- What needs to be done:
Locate every line in the data below that contains the word "jacket", matching case exactly, and copy each of those lines.

Annotated coordinate data:
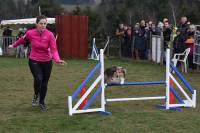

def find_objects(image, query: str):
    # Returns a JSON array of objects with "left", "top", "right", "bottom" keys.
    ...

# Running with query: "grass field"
[{"left": 0, "top": 58, "right": 200, "bottom": 133}]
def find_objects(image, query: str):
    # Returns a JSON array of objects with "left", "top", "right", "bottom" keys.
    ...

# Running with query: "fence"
[{"left": 0, "top": 36, "right": 17, "bottom": 55}]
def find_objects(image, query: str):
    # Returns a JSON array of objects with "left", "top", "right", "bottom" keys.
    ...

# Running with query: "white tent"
[{"left": 1, "top": 18, "right": 55, "bottom": 25}]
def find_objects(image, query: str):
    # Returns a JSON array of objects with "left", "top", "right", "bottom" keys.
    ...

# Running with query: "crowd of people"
[{"left": 116, "top": 16, "right": 197, "bottom": 69}]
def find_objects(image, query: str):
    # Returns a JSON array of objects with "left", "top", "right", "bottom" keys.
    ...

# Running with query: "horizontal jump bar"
[
  {"left": 106, "top": 96, "right": 166, "bottom": 102},
  {"left": 107, "top": 81, "right": 165, "bottom": 86}
]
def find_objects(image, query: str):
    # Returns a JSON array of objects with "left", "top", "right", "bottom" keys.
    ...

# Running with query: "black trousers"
[{"left": 29, "top": 59, "right": 52, "bottom": 104}]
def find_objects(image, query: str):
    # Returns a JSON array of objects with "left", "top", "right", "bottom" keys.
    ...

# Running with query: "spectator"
[
  {"left": 9, "top": 15, "right": 65, "bottom": 112},
  {"left": 2, "top": 26, "right": 12, "bottom": 54}
]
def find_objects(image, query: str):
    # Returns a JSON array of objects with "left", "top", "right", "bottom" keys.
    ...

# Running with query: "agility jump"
[{"left": 68, "top": 49, "right": 196, "bottom": 116}]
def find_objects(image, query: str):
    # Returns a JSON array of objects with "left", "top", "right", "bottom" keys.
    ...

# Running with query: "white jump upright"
[
  {"left": 68, "top": 49, "right": 196, "bottom": 116},
  {"left": 90, "top": 38, "right": 99, "bottom": 60}
]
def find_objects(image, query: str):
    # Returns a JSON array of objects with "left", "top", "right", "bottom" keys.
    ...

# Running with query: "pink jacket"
[{"left": 12, "top": 29, "right": 60, "bottom": 63}]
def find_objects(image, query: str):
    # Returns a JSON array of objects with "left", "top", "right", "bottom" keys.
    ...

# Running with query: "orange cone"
[
  {"left": 79, "top": 87, "right": 88, "bottom": 109},
  {"left": 169, "top": 79, "right": 176, "bottom": 104}
]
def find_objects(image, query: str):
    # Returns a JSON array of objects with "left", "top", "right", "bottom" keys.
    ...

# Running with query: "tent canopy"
[{"left": 1, "top": 18, "right": 55, "bottom": 25}]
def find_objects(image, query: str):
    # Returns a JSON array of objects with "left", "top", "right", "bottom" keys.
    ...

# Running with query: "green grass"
[{"left": 0, "top": 58, "right": 200, "bottom": 133}]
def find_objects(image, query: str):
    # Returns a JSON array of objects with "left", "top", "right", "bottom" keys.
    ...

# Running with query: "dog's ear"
[{"left": 123, "top": 68, "right": 126, "bottom": 74}]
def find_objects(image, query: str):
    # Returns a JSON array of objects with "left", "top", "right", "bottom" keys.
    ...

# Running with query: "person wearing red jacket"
[{"left": 9, "top": 15, "right": 66, "bottom": 112}]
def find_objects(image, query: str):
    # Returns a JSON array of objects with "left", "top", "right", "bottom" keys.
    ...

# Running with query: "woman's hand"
[
  {"left": 58, "top": 60, "right": 67, "bottom": 65},
  {"left": 8, "top": 45, "right": 14, "bottom": 49}
]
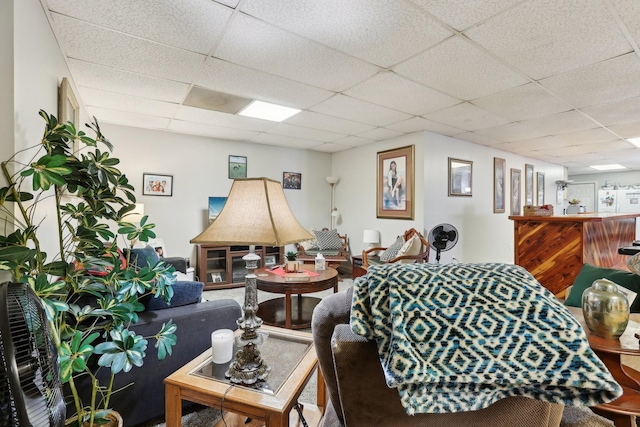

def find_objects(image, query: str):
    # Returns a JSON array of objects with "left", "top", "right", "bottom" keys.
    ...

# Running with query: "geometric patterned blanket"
[{"left": 350, "top": 263, "right": 622, "bottom": 415}]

- Exercise answer:
# Running with query: "pink jacket"
# Running with query: "person wearing red jacket"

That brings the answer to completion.